[Selected extract]
========
# College Basketball Feature Store

Mock out connecting different data sources to build out a normalized view of features for analytics for college basketball

** Main things **

Find a way to get a normalized view of all stats related to college basketball. We’ll want to look at this for regular season AND post season. Post season is much harder since we have to predict weeks to a month out for game outcomes. The best chance is to take a list of features to summarize the current team performance for the year and approximate performance in the playoffs. Some stats (like elo) we can use as an end of season rating or take the last value. Sadly odds will not be available that far out. 

One additional piece will be to make an “approximate” odds calculation for each game. Each round of the playoffs will be iterated where in a closed system like elo we can include the iterated elo for each team. 

We need to make a simulator class to iterate through the playoff. Once that is made we can apply a random factor to the initialization of teams and see how many (if even possible) iterations it will take to perfectly predict the postseason

Start small. Pick one game:
- Get event info
- Pull in elo rating from theedgepredictor/elo-rating

Additional:
- Torvik (trank, net rank, barthag, ratings)
- odds (open, current)
- team stats (season, last 3, last 5, last 10)
- Name mapper college

In [6]:
import time

import requests


class ESPNBaseAPI:
    """
    ESPNBaseAPI class for making API requests to ESPN's sports data endpoints.

    Attributes:
        _base_url (str): The base URL for ESPN's public API.
        _core_url (str): The base URL for ESPN's core API.

    Methods:
        api_request(url: str, retry_count: int = 0) -> dict or None:
            Makes an API request to the specified URL.

            Args:
                url (str): The complete URL for the API request.
                retry_count (int): The number of times to retry the request in case of failure. Default is 0.

            Returns:
                dict or None: The JSON response from the API, or None if the request was unsuccessful.
                If the response indicates a 404 status code or an error, None is returned.

            Raises:
                Exception: Raises an exception if the request encounters an error after multiple retries.
                This is typically used when the request limit is exceeded (error code 2502).
    """

    def __init__(self):
        """
        Initializes an instance of the ESPNBaseAPI class.

        Attributes:
            _base_url (str): The base URL for ESPN's public API.
            _core_url (str): The base URL for ESPN's core API.
        """
        self._base_url = 'https://site.api.espn.com/apis/site/v2/sports'
        self._core_url = 'https://sports.core.api.espn.com/v2/sports'

    def api_request(self, url: str, retry_count: int = 0) -> dict or None:
        """
========
[Instruction A] From the college basketball feature store notes, list each item under the heading "Additional:".

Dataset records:
========
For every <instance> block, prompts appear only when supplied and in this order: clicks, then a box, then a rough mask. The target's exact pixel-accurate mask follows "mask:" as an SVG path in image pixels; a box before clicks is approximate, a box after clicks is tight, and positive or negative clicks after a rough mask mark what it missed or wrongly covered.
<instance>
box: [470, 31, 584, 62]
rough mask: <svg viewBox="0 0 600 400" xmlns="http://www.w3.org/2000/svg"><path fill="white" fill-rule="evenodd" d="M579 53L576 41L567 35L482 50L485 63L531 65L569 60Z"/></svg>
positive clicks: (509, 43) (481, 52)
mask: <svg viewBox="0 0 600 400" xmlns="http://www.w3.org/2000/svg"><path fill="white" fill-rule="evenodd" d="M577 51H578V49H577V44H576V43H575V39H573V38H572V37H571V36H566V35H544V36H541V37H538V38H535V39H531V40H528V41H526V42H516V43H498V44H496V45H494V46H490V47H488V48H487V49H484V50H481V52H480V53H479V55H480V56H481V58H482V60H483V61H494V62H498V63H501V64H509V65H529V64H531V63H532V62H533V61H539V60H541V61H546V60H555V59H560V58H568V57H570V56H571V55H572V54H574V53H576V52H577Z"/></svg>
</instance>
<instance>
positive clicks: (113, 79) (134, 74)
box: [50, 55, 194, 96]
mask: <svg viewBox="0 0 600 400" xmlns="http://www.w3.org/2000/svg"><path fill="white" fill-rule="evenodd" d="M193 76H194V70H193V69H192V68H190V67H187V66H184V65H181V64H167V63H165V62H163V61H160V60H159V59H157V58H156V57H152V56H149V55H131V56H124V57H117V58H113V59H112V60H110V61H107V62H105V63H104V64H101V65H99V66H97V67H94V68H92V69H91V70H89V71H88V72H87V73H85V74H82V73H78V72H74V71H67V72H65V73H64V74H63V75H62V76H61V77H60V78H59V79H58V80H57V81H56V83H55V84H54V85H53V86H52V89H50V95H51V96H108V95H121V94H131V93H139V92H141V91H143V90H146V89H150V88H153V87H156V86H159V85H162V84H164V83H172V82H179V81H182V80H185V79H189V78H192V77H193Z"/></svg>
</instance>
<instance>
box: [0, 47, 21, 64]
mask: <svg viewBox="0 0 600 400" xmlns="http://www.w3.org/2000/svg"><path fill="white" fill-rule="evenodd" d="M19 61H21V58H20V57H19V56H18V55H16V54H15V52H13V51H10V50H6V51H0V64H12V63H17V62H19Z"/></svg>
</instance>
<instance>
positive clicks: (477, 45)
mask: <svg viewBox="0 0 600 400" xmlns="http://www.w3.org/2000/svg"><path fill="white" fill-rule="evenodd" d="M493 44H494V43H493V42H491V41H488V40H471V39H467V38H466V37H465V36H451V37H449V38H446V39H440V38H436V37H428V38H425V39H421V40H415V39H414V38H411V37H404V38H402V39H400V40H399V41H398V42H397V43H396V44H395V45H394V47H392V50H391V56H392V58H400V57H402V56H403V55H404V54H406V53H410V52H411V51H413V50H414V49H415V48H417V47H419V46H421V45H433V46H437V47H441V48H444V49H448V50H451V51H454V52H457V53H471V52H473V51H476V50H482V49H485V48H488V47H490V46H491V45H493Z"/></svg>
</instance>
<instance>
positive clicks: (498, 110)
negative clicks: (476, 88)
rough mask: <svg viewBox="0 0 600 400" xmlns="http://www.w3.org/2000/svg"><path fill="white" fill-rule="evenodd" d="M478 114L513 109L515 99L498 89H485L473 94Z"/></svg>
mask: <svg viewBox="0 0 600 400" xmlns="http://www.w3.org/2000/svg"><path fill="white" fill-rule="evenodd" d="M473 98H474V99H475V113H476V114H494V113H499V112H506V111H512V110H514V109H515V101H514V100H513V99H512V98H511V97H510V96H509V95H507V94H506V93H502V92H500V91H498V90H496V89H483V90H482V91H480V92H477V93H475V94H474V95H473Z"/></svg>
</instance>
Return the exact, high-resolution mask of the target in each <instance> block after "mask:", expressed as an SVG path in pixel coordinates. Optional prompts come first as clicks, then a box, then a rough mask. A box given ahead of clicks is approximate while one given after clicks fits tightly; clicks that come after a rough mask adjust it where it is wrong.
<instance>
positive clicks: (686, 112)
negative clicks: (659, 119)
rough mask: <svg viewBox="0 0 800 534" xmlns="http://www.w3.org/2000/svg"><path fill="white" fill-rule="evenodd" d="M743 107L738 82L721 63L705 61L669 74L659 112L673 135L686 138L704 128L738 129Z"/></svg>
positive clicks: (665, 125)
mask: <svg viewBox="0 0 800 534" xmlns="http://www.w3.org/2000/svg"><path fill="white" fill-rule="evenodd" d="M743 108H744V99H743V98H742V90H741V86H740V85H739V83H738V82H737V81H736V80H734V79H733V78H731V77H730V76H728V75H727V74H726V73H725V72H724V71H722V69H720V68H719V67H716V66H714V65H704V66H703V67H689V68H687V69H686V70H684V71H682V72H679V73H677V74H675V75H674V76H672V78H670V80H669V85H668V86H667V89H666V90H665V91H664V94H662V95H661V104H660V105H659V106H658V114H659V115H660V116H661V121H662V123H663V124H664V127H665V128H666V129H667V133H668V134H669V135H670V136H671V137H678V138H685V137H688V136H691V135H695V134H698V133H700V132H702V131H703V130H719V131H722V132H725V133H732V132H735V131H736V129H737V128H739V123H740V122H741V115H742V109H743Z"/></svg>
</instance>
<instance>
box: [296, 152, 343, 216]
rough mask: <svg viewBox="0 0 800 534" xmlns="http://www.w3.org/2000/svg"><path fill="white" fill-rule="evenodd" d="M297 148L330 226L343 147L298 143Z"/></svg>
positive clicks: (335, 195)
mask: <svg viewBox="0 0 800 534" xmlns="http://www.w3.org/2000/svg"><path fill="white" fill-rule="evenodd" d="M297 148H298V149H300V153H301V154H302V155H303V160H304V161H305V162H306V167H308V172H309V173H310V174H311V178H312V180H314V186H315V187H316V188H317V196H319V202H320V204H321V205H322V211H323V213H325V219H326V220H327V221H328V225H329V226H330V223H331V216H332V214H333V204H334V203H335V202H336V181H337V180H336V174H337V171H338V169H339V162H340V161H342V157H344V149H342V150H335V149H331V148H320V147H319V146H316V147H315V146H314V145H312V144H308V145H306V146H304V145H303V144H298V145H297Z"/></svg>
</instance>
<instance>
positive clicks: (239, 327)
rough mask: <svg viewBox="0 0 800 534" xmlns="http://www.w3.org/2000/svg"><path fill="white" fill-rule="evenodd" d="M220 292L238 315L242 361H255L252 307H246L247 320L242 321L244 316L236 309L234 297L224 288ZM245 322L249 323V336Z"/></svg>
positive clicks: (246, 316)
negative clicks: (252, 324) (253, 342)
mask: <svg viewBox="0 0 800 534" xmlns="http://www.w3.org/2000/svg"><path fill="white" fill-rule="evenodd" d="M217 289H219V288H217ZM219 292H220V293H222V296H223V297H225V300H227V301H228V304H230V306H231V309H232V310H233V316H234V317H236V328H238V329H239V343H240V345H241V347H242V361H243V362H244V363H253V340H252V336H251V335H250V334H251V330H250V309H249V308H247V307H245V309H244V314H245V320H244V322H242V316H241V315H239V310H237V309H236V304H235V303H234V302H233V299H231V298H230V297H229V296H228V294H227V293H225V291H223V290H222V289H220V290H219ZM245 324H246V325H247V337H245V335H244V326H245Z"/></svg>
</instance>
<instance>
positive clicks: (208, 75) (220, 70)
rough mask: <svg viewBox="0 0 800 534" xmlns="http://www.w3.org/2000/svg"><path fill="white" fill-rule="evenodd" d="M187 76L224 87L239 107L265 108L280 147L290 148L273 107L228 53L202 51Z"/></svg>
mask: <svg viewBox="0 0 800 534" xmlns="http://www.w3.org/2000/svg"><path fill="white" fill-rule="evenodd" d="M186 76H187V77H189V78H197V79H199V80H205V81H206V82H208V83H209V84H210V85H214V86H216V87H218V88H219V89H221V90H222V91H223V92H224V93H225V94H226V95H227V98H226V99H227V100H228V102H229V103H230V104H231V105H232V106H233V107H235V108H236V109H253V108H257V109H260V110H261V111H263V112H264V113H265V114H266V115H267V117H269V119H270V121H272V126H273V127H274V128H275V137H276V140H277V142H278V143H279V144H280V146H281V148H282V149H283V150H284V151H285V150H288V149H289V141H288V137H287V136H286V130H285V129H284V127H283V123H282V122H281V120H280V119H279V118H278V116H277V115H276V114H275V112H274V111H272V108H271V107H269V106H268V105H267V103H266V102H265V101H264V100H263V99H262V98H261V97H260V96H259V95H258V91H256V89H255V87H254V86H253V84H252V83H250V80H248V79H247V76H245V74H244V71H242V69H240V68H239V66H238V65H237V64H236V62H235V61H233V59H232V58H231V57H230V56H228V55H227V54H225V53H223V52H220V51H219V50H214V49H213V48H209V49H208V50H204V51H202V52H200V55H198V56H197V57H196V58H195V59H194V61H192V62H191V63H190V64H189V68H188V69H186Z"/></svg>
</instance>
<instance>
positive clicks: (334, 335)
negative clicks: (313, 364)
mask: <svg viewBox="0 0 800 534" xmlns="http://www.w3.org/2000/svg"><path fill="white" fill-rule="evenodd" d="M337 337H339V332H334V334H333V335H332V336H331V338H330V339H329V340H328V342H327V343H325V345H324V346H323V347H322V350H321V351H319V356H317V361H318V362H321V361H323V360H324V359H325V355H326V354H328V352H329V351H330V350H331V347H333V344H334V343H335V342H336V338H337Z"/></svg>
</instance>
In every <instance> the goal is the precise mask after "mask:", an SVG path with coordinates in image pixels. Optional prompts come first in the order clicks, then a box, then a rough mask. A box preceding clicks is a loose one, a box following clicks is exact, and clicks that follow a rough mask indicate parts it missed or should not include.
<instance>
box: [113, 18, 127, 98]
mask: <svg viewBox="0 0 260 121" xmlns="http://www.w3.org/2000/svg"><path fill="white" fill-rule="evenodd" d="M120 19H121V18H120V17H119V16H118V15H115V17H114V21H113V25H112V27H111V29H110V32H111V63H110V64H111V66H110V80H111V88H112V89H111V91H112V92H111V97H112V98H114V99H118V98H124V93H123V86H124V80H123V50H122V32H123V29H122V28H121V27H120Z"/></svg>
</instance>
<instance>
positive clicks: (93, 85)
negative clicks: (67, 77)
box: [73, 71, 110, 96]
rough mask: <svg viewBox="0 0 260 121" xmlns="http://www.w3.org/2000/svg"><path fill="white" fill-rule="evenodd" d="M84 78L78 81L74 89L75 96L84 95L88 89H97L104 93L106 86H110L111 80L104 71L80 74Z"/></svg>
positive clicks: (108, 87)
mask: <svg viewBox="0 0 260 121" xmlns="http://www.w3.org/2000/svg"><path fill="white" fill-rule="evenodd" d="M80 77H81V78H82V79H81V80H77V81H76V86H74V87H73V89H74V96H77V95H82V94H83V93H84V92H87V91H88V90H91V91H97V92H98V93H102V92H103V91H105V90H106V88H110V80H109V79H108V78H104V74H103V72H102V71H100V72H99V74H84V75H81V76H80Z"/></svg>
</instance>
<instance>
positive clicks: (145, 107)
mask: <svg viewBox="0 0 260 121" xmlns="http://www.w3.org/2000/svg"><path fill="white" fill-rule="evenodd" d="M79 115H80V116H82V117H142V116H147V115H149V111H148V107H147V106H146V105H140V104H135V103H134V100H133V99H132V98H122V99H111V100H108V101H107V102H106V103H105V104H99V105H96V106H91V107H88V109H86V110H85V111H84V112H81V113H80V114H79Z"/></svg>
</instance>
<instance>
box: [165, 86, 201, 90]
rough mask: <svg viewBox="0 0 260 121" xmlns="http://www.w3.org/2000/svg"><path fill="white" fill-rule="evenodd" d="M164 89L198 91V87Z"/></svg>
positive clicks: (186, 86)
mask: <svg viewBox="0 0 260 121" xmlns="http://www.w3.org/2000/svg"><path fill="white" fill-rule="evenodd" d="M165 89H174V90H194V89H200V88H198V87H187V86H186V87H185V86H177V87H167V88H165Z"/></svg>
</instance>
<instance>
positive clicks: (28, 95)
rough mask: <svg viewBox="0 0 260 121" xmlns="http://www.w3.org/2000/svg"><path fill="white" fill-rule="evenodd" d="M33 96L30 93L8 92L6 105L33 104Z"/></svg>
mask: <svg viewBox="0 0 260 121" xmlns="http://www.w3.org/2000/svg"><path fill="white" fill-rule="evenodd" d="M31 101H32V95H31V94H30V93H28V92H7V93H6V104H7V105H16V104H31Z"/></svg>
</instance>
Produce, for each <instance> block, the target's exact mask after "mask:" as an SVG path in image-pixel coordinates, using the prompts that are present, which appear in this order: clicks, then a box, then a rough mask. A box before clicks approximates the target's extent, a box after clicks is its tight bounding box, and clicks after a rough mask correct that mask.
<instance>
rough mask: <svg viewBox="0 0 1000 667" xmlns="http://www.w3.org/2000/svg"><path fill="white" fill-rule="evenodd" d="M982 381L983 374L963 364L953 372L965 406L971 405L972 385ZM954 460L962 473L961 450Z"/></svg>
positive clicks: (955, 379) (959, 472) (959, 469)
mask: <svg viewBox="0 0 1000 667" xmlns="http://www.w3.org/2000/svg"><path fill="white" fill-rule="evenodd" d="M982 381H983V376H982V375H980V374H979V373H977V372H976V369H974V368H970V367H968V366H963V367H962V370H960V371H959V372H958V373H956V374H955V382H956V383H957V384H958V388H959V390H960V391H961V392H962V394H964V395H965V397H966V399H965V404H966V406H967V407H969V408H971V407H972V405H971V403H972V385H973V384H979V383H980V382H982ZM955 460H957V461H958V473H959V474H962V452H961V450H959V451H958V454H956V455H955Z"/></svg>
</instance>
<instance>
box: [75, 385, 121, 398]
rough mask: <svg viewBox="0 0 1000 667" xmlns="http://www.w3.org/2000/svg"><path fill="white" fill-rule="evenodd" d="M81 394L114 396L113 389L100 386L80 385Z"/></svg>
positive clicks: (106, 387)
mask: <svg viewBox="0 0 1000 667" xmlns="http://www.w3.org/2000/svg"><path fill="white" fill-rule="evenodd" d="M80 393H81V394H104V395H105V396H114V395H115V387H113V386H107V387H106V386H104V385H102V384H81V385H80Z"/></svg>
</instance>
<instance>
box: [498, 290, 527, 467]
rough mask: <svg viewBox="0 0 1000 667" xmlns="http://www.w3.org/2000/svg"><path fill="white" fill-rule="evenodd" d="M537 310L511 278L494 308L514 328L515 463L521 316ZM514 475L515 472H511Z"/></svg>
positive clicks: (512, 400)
========
[Instruction B] Pick out every line of the listing that contains the word "come", treating case as significant.

[Expected output A]
- Torvik (trank, net rank, barthag, ratings)
- odds (open, current)
- team stats (season, last 3, last 5, last 10)
- Name mapper college

[Expected output B]
Return the exact, high-resolution mask of the target in each <instance> block after "mask:", expressed as an SVG path in pixel coordinates. Optional prompts come first as clicks, then a box, then a rough mask. A box given ahead of clicks is approximate while one given after clicks fits tightly; clicks that come after a rough mask adjust it where it is wrong.
In every <instance> the goal is the precise mask after "mask:", an SVG path with coordinates in image pixels. Optional prompts come first in the order clicks, then a box, then a rough mask. A box preceding clicks is a loose one, a box following clicks is exact, and clicks that follow a rough mask indicate parts it missed or should not include.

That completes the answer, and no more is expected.